Collected data
⟨

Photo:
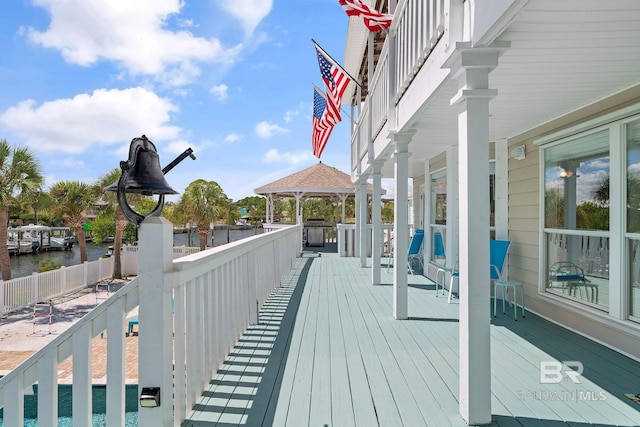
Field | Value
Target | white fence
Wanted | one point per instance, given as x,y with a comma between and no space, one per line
216,295
21,292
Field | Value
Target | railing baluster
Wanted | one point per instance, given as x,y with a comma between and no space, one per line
13,402
180,392
48,390
116,364
81,348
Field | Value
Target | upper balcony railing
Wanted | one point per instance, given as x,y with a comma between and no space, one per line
216,294
418,26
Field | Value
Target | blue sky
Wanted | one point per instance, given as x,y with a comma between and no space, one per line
230,78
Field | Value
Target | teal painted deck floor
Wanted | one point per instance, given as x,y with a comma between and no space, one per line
327,352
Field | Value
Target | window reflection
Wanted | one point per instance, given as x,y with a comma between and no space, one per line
577,184
633,177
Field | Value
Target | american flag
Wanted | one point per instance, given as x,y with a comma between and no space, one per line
321,128
336,82
374,20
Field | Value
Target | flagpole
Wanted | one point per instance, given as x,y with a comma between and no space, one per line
325,97
338,65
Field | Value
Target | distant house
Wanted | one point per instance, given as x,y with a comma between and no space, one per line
515,120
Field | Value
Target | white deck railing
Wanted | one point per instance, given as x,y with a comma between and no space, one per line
21,292
348,244
216,295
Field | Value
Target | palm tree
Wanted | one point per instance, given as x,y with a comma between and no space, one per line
19,174
71,200
121,222
203,202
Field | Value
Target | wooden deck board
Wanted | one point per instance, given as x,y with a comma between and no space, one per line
340,359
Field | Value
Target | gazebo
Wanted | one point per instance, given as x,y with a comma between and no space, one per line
317,181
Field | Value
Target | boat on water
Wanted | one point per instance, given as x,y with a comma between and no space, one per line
34,238
243,224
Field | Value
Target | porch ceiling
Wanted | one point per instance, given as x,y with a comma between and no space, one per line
563,56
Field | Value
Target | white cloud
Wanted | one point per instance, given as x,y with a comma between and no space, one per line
274,156
133,34
105,117
232,137
220,92
266,130
70,162
289,115
248,12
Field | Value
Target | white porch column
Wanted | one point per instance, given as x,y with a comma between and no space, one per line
502,190
298,197
376,222
401,223
453,231
267,216
471,67
155,360
363,221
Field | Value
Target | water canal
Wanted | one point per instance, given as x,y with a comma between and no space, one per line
26,264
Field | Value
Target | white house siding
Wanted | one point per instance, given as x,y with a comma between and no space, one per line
524,232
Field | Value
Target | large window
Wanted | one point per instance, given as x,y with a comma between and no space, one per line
633,215
576,218
438,224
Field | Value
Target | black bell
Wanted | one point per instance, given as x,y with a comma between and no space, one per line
142,171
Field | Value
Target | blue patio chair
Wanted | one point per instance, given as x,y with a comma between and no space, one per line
499,249
439,252
414,251
497,256
572,278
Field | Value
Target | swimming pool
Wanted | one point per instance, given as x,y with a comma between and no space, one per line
65,399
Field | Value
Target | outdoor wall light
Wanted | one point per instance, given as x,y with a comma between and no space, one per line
564,173
150,397
518,153
141,174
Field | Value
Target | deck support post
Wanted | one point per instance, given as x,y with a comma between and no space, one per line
401,223
155,336
363,221
471,67
376,222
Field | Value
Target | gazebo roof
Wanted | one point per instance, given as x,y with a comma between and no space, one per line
318,180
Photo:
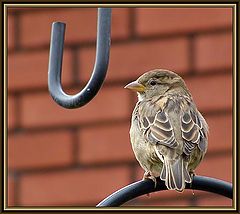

⟩

Aim of the task ▸ Your reply should be the lines of the records from the start through the line with "Target | distant house", copied word for word, pictures omitted.

Your response ▸
Photo:
Field | Value
Target | white fence
Wanted | one point per instance, given as x,y with a comma between and no space, one per line
216,295
21,292
Field | Value
Target | railing baluster
Wanted | one point per instance, given as x,y with a comma between and no space, one per line
13,402
180,392
48,390
116,364
81,348
Field | Value
Target | upper balcony railing
Wanted | one point per instance, given as x,y with a comma between and no space, one per line
216,294
418,26
Field | Value
Target | blue sky
Wanted | one point per instance, given as x,y with a comma between and no space, one per line
230,78
Field | Value
Target | teal painted deck floor
Wanted | one point per instance, given as x,y with a comma between and no space, one per line
327,352
Field | Value
Target | window reflection
Wanted | one point per instance, given as x,y with a comma between and no space, one per line
577,184
633,177
Field | Value
Target | american flag
Wanted | one point per instance, given as x,y with a comma between and no space, one per line
321,128
336,82
374,20
Field | Value
Target | flagpole
Wanted | one point per instance, given as x,y with a comma between and no space, one per line
325,97
338,65
Field | Value
Target | distant house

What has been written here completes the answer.